## BEGIN Record set

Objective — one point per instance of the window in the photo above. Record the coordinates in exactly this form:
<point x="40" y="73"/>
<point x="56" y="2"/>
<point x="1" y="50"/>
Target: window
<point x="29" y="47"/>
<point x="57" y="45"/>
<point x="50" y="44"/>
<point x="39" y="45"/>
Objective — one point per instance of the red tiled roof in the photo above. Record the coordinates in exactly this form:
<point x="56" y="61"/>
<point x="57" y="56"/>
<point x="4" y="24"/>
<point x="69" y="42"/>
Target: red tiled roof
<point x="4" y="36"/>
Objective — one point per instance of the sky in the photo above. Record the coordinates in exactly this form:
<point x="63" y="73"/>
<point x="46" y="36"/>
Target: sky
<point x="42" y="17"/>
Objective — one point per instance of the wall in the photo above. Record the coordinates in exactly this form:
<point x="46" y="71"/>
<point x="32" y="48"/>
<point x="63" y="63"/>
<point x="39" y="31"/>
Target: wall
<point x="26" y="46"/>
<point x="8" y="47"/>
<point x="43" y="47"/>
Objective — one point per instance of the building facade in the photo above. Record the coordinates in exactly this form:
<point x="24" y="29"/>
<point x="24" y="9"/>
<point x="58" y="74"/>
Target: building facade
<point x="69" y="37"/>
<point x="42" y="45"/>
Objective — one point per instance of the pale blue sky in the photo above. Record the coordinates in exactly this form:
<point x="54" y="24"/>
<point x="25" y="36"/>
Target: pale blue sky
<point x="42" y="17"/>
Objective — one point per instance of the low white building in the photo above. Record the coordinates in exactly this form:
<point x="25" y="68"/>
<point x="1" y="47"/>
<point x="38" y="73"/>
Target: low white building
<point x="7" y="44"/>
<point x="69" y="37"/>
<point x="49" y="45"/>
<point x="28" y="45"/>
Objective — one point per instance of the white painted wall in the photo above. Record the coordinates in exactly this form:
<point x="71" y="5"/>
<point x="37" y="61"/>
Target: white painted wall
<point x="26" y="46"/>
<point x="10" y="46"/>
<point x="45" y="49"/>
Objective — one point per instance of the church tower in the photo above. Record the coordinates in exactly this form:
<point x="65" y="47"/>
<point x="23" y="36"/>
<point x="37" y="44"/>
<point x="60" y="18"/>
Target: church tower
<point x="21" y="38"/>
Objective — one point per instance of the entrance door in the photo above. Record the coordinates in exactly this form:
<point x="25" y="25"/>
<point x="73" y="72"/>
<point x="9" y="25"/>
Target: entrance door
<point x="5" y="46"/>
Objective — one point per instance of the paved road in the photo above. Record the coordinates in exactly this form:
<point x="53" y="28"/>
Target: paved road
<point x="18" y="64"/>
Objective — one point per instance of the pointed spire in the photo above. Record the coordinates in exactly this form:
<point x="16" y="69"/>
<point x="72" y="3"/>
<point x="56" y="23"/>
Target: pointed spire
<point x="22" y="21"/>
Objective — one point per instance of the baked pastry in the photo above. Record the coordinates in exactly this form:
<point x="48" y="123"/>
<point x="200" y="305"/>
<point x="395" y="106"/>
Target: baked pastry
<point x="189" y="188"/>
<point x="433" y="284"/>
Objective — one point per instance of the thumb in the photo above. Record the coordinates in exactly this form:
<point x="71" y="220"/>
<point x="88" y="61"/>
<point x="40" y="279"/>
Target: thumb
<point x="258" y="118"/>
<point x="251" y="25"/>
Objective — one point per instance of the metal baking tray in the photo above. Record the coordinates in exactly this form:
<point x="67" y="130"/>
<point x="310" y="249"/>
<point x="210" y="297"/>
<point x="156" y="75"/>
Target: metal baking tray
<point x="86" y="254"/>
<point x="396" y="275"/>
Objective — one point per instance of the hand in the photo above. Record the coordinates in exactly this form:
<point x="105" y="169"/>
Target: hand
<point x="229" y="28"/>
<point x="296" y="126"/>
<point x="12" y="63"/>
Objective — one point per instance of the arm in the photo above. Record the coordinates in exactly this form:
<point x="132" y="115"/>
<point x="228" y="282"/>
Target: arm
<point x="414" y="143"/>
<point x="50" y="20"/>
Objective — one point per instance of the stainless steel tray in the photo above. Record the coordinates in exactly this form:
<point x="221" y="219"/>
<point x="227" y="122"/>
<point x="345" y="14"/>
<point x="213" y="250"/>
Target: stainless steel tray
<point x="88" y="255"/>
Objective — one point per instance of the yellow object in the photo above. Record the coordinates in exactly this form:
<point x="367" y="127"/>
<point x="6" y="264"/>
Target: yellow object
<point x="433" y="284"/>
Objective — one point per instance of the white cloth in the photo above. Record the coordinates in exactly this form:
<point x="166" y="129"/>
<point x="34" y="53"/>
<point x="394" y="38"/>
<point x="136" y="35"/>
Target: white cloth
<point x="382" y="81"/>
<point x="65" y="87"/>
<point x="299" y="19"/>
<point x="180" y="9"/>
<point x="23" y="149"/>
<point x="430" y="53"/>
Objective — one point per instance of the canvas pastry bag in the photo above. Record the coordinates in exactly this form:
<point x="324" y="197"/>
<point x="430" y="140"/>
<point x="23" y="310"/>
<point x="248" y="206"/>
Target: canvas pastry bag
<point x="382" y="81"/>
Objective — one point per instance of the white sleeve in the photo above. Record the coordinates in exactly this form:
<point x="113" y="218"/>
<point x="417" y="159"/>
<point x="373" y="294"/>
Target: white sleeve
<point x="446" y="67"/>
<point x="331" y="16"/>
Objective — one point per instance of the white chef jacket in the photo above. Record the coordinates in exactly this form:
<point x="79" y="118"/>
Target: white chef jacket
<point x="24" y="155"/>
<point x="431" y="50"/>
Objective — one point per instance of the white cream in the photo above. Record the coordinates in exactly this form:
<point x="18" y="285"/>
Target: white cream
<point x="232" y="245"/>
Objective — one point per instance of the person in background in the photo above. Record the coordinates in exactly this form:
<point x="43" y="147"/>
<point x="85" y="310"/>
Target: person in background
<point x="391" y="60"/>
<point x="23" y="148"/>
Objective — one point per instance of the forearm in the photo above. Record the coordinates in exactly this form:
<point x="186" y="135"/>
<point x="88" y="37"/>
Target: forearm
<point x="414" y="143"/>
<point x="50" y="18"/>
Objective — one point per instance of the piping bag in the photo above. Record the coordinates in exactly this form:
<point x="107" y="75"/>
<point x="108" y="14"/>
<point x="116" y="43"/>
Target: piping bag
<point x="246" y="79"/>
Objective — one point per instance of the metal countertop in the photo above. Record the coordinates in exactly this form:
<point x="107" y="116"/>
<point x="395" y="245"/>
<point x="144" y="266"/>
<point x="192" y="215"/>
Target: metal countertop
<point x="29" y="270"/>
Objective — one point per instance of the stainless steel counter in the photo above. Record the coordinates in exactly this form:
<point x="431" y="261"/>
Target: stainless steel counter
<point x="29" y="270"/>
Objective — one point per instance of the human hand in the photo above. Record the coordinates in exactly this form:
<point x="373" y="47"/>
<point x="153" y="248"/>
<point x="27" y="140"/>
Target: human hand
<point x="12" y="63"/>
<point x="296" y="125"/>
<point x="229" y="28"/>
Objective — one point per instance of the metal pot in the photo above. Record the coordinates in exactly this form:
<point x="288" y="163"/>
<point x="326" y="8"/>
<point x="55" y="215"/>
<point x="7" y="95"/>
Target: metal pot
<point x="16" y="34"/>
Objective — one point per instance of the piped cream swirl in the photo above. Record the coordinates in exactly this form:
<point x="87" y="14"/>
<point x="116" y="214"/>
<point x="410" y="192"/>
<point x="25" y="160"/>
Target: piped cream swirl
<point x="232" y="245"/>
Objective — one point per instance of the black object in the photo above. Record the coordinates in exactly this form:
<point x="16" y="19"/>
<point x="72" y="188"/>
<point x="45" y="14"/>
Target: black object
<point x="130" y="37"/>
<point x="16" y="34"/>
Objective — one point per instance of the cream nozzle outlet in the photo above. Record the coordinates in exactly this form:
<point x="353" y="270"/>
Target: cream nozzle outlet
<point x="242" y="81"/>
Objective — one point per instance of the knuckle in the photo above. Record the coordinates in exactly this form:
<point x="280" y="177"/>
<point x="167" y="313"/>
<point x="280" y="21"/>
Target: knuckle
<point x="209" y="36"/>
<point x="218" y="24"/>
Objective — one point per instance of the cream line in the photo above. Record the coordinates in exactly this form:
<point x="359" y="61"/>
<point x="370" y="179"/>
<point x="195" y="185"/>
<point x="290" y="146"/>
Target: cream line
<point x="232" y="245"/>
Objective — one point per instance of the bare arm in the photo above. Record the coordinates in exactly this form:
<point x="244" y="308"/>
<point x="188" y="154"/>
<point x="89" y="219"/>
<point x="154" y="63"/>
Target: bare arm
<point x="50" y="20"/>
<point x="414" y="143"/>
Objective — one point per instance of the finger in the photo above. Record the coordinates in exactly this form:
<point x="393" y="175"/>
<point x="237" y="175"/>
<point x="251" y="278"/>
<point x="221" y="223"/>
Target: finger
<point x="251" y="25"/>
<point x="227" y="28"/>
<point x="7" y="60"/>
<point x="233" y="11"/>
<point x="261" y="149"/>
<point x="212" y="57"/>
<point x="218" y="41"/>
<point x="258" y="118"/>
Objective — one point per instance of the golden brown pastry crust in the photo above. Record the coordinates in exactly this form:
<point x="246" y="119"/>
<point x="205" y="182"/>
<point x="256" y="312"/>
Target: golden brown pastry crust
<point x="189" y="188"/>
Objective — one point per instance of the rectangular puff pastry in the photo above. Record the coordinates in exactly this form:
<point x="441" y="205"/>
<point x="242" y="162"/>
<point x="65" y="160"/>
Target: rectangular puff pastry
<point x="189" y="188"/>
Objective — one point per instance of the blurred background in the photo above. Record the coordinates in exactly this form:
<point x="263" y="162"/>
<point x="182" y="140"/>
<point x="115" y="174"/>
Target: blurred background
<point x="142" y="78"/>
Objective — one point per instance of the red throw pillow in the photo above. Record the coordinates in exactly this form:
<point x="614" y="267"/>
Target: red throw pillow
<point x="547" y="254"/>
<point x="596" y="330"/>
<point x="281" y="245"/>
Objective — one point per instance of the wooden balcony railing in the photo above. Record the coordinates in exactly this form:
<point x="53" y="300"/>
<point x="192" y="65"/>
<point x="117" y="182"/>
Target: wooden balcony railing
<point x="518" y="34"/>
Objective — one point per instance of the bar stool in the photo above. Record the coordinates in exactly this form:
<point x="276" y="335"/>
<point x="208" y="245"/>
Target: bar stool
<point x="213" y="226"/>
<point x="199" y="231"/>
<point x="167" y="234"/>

## END Record set

*Directions*.
From the line that contains "Objective — one point per instance of the golden" down to the last line of the listing above, repeat each line exactly, and include nothing else.

*Exercise output*.
Objective — one point per instance of the golden brown pastry crust in the photo above. Record the coordinates in exactly this form:
<point x="246" y="119"/>
<point x="205" y="182"/>
<point x="256" y="312"/>
Target: golden brown pastry crust
<point x="189" y="188"/>
Objective — one point per instance of the rectangular puff pastry in the photo above. Record the coordinates in exactly this form:
<point x="441" y="205"/>
<point x="242" y="162"/>
<point x="65" y="160"/>
Target: rectangular puff pastry
<point x="189" y="188"/>
Objective — one point per instance of the blurred background in the photo above. Record the coordinates in exactly this form:
<point x="263" y="162"/>
<point x="182" y="140"/>
<point x="115" y="174"/>
Target: blurred background
<point x="142" y="78"/>
Objective — one point per instance of the red throw pillow in the photo above. Record the coordinates in exactly this form:
<point x="614" y="267"/>
Target: red throw pillow
<point x="547" y="254"/>
<point x="596" y="330"/>
<point x="281" y="245"/>
Objective — one point per instance of the wooden balcony railing in the photo above. Record the coordinates in exactly this form:
<point x="53" y="300"/>
<point x="192" y="65"/>
<point x="117" y="182"/>
Target: wooden balcony railing
<point x="518" y="34"/>
Objective — one point per instance of the bar stool in the photo above. Record the coordinates in exactly this form:
<point x="276" y="335"/>
<point x="208" y="245"/>
Target: bar stool
<point x="213" y="226"/>
<point x="199" y="231"/>
<point x="167" y="234"/>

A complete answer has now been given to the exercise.